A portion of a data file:

## BEGIN

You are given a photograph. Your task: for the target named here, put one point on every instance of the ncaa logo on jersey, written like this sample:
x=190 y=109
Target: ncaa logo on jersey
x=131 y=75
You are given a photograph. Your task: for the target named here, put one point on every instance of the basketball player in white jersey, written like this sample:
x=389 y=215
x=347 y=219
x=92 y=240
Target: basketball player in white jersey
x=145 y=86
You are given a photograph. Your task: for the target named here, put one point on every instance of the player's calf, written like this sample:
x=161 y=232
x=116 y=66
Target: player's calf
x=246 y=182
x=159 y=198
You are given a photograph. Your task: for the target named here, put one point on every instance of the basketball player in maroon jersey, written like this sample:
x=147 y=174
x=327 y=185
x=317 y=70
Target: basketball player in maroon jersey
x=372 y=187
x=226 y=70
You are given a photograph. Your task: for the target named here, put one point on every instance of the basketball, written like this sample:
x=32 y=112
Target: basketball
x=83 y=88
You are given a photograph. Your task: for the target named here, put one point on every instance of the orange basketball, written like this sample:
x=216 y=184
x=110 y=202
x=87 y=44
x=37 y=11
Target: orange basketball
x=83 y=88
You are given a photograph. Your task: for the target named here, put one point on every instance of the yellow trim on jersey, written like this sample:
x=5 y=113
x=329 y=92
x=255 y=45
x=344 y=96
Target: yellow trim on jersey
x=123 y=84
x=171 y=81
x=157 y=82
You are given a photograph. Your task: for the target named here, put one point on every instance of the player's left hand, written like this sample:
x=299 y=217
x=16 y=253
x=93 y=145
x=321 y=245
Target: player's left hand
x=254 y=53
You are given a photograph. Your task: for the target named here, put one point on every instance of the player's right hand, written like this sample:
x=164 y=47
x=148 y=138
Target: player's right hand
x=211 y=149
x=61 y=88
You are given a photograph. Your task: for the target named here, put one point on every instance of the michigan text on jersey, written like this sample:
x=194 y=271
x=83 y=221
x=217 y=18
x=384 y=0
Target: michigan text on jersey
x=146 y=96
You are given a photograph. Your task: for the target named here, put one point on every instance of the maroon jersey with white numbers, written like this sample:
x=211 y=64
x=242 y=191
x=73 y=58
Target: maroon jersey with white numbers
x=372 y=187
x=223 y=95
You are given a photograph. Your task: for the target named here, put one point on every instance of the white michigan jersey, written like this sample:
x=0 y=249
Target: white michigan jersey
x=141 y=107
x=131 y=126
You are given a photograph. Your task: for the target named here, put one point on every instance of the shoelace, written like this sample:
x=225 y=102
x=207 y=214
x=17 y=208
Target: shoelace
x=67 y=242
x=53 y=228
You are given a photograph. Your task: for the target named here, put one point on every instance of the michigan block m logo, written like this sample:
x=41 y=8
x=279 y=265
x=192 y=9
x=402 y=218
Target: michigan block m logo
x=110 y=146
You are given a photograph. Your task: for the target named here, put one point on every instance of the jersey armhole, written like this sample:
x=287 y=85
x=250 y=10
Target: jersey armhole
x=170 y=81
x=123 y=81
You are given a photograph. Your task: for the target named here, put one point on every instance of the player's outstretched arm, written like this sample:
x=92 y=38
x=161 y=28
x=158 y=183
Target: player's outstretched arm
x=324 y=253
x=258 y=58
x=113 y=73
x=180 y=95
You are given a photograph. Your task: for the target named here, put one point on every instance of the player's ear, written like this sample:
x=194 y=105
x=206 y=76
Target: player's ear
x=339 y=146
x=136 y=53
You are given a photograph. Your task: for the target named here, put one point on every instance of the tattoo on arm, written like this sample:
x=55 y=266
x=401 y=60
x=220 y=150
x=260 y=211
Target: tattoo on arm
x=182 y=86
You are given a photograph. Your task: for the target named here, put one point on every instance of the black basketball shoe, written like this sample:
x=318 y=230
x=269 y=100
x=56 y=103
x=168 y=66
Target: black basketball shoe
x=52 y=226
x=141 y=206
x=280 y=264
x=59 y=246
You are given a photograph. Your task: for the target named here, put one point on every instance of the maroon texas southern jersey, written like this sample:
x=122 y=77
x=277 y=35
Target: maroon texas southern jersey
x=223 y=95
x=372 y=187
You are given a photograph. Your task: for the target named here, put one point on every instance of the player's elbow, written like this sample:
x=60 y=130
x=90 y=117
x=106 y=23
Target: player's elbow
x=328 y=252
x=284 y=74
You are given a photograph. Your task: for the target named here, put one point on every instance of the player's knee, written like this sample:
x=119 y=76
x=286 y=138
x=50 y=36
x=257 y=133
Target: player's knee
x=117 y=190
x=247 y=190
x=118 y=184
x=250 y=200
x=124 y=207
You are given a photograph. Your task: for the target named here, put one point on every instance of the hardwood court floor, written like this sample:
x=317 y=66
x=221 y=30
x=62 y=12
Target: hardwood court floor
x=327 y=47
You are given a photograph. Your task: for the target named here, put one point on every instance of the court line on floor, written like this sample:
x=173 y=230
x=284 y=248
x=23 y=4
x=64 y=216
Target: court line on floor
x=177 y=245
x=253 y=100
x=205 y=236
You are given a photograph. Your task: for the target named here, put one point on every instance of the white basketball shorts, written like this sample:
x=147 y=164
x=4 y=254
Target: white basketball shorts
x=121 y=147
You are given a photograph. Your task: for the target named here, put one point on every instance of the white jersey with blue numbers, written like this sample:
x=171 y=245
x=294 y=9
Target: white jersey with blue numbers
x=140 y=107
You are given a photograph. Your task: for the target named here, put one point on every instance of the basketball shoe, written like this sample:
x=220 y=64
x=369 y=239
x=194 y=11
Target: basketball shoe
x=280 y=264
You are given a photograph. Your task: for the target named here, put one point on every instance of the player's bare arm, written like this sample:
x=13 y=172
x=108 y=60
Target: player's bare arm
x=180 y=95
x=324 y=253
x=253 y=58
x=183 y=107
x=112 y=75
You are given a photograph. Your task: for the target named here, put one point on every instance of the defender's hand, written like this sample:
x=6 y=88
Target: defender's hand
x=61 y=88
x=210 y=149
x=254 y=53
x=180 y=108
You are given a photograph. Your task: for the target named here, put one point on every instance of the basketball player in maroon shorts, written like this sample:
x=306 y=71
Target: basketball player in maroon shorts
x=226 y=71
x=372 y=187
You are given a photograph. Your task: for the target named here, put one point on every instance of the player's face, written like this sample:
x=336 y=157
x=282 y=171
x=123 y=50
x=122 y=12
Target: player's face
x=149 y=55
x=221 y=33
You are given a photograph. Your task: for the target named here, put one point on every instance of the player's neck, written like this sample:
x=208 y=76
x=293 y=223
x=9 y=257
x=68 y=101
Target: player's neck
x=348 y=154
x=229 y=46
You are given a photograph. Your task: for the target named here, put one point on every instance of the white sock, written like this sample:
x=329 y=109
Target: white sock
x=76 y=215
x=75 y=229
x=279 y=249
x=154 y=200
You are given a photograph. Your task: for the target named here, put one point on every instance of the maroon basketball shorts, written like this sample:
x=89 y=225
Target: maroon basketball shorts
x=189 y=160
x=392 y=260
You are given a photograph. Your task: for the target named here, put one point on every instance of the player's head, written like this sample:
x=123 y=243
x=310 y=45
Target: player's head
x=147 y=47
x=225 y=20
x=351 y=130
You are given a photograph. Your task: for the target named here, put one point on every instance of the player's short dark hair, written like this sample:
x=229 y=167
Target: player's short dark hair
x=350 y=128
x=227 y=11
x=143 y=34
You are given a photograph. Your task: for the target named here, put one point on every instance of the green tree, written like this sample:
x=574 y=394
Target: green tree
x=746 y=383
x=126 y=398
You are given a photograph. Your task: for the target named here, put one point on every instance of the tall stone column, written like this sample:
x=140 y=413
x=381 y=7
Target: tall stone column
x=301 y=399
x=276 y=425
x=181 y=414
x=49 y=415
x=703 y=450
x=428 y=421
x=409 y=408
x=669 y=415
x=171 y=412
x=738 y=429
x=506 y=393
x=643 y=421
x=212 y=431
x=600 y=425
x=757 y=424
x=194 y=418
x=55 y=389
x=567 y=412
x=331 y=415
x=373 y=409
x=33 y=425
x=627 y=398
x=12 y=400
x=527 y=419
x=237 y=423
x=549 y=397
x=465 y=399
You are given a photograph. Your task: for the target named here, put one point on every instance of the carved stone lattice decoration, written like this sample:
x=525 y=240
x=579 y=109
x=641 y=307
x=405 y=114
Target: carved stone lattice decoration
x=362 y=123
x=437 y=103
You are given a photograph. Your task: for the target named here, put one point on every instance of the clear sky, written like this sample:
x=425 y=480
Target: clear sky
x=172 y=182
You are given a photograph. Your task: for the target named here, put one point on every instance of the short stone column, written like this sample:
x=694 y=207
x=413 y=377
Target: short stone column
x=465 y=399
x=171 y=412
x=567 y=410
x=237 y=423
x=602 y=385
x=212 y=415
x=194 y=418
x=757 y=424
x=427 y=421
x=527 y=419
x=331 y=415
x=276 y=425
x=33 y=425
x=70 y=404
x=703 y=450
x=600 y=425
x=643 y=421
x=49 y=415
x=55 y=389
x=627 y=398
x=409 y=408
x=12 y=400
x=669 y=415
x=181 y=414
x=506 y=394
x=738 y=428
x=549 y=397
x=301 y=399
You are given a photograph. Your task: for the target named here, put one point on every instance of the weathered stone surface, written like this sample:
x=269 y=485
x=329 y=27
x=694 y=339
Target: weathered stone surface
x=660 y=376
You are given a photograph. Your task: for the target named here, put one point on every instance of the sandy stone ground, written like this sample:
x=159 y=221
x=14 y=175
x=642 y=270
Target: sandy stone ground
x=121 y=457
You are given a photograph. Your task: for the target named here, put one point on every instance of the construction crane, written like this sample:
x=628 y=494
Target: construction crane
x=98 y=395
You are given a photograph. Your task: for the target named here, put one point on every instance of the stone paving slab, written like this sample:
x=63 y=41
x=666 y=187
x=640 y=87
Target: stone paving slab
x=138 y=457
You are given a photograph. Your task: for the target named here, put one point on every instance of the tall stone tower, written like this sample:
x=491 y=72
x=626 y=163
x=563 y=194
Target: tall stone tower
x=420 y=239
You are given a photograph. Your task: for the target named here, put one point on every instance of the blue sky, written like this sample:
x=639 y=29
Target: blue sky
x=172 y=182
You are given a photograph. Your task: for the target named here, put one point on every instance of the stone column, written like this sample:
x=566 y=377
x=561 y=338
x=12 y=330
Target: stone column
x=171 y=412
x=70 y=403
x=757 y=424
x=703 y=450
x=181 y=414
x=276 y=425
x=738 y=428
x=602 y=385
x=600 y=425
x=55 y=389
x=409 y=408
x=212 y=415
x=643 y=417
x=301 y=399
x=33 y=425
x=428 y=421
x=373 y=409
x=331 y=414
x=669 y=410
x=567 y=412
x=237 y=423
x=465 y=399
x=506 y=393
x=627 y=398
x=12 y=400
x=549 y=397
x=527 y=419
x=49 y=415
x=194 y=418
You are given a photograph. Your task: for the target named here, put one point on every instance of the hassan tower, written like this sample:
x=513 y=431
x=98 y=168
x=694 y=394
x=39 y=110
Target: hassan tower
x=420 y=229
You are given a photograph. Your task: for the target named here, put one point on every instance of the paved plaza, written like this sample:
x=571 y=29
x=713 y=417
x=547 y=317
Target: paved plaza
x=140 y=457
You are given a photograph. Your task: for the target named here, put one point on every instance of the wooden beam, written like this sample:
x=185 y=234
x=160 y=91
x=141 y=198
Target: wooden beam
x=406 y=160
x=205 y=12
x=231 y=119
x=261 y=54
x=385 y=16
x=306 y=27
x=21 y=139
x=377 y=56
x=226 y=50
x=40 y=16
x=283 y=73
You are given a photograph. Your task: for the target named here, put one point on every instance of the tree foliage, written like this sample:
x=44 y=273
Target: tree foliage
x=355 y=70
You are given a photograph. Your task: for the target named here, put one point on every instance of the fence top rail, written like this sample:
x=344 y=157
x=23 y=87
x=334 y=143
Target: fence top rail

## END

Your instructions
Write out the data above exactly as it appears, from the line containing "of the fence" through the end of the data.

Correct answer
You are given a photograph. Your task: for the target named here, put one point on every instance of the fence top rail, written like this sample:
x=344 y=157
x=23 y=87
x=334 y=143
Target: fence top rail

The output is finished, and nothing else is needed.